START EXCERPTED RECORDS

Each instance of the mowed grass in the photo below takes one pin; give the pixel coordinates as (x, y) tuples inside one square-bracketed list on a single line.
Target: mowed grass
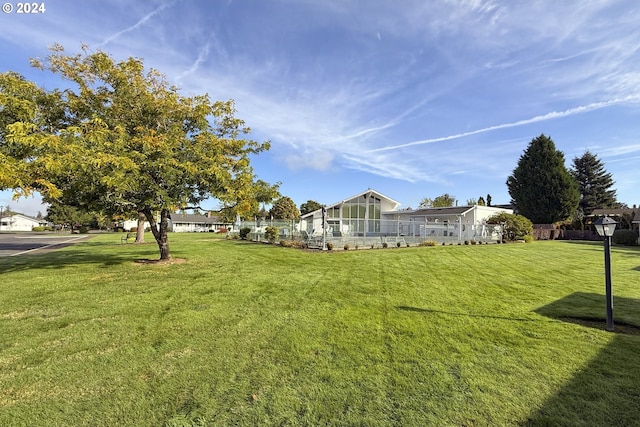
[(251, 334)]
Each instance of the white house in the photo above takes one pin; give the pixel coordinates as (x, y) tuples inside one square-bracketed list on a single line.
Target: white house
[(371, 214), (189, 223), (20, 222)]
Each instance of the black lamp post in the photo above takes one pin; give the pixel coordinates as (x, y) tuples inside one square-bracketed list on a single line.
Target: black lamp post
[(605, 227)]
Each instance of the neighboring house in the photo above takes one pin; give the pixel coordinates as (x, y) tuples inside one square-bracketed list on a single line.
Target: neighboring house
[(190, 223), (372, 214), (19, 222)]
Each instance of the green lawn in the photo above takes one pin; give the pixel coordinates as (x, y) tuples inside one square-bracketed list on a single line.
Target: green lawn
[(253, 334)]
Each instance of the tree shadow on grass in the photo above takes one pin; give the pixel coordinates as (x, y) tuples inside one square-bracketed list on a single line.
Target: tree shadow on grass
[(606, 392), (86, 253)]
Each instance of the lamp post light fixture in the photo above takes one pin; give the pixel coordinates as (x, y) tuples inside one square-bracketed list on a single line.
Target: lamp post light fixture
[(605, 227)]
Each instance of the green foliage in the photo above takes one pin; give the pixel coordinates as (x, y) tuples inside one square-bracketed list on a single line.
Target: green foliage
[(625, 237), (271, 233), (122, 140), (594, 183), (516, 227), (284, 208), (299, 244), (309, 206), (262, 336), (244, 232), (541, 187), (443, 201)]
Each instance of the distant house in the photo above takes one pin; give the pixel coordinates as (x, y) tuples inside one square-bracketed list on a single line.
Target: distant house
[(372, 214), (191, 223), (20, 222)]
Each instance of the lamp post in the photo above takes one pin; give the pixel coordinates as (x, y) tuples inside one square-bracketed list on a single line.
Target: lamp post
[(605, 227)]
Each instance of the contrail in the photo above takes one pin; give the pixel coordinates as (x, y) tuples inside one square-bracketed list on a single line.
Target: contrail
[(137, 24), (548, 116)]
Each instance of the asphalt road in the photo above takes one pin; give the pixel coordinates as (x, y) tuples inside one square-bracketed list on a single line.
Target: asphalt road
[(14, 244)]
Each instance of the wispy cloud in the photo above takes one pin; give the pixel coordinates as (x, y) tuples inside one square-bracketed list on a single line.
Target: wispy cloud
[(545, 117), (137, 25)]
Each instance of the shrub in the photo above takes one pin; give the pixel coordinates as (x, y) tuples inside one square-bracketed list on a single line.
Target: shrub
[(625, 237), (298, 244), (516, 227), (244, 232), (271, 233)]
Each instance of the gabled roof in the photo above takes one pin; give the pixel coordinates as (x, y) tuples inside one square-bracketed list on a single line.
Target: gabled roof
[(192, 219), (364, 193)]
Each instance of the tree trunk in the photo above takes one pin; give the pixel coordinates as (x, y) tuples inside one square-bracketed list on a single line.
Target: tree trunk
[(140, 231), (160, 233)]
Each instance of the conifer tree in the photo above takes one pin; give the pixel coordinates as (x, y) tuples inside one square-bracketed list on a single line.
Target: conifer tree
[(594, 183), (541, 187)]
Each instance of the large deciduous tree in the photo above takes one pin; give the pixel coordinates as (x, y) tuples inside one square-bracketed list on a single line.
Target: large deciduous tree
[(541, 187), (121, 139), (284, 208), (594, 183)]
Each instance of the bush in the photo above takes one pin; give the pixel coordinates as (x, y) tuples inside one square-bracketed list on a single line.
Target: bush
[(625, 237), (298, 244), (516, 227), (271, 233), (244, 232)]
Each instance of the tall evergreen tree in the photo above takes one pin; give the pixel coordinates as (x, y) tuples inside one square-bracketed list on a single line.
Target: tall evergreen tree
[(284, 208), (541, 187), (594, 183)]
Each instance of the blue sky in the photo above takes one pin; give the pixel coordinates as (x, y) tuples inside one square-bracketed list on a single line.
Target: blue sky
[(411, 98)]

END EXCERPTED RECORDS

### EXERCISE PROMPT
Drop the pictures and reproduce the rest of the data above exactly.

### ANSWER BOX
Each instance of the mowed grass in the photo below takes one pin; give the pixel coordinates as (x, y) tuples inside one square-bracketed list on a single line.
Target: mowed grass
[(251, 334)]
Each instance of the white house in the photo above takes one pin; give the pixel coordinates as (x, y) tuples inside one square-bracketed list on a single line.
Target: white house
[(371, 214), (189, 223), (20, 222)]
Each instance of the black lamp post in the photo above takes one pin; give the pixel coordinates as (x, y) tuples inside one square-bracketed list on a single line.
Target: black lamp post
[(605, 227)]
Each instance of the neighboring house in the photo above takes one pin; give the pixel coordinates as (x, y) tuples inside one square-bracketed list on a single line.
Target: neighboring house
[(190, 223), (372, 214), (19, 222)]
Each instance of the green lawn in the photo above takes one pin; give the pixel coordinates as (x, y) tuples inside one square-bracketed list on a single line.
Target: green lawn
[(253, 334)]
Each instance of the tree shadow on grass in the photo above takes one pin; give the pixel coordinates as (x, y) tuples inside one square-bracketed list on a single line.
Target: tree shadow on grass
[(606, 392), (86, 253)]
Each instance of the lamp post light fixture in the photo above takes one pin; give the pixel coordinates as (x, y) tuples inside one square-bracketed list on a single line.
Target: lamp post light fixture
[(605, 227)]
Each instance of the green foliage in the photo above takes one pin; give the pixel coordinates as (x, y) tuples inside one square-bracketed list on a single line.
Target: green foliage
[(625, 237), (271, 233), (122, 140), (594, 183), (516, 227), (284, 208), (299, 244), (309, 206), (262, 336), (244, 232), (541, 187), (443, 201)]
Each instance of the distant house in the photo above takes one pin; give the pixel coordinates as (x, y) tuples inside one square-bracketed list on a single line.
Target: distant house
[(372, 214), (191, 223), (20, 222)]
Each instance of the lamp post in the photo above takes one pin; give the pixel coordinates as (x, y) tuples inside one square-bracketed list on a single line.
Target: lamp post
[(605, 227)]
Each instance of the contrail in the photo above takes one pin; give the pixel coordinates as (x, y) tuples inside one square-bracketed list on a single line.
Target: contrail
[(137, 24), (548, 116)]
Each instance of the asphalt road in the photo above takes one pin; give the pixel coordinates as (x, y) tuples inside one square-bracketed list on a single line.
Target: asphalt road
[(14, 244)]
Each instance of the wispy cloud in the photo above takes one pin; give the pixel coordinates as (x, y) tuples inside one square-bracketed list on a single line.
Target: wispy cloud
[(545, 117), (137, 25)]
Each instance of the shrub in the photo above takes one pin; give the pixel coordinates as (x, y) tuples inside one square-bracketed list on a single line.
Target: shrub
[(625, 237), (298, 244), (516, 227), (244, 232), (271, 233)]
Each instance of the gabled roof in the photo above takes one pin; give the pixel coordinates as (x, y) tuples inside one square-bracketed list on a single line.
Target: gabled roof
[(192, 219), (364, 193)]
Each instance of the tree trunk in the photo above takes one pin; give the pixel coordinates as (x, y) tuples inside one square-bracketed list on a single line.
Target: tree trunk
[(140, 231), (160, 233)]
Each instance of the conifer tree in the photo above takes one pin; give the pixel coordinates as (x, y) tuples inside one square-bracketed list on a single line.
Target: conifer tree
[(594, 183), (541, 187)]
Each instance of the large deciduous tree in the photo above takes one pin; give the pixel coordinates as (x, y) tuples inside one square-bracketed list on a single line.
Target: large deciduous tree
[(541, 187), (121, 139), (284, 208), (594, 183)]
Each instance of the bush in the photo above takes one pin; give the pixel coordinates as (x, y) tuples inside one square-bracketed list on a single line.
Target: bush
[(625, 237), (298, 244), (516, 227), (271, 233), (244, 232)]
Each instance of the tall evergreen tree in the photo above takes one pin; give the pixel coordinates as (x, y) tuples inside one square-bracketed list on a single line.
Target: tall evergreen tree
[(284, 208), (541, 187), (594, 183)]
Each instance of the blue sky in the photo above takes one pin; give the pixel coordinates as (x, y) tuples inside one square-bracketed list on a single line.
Target: blue sky
[(411, 98)]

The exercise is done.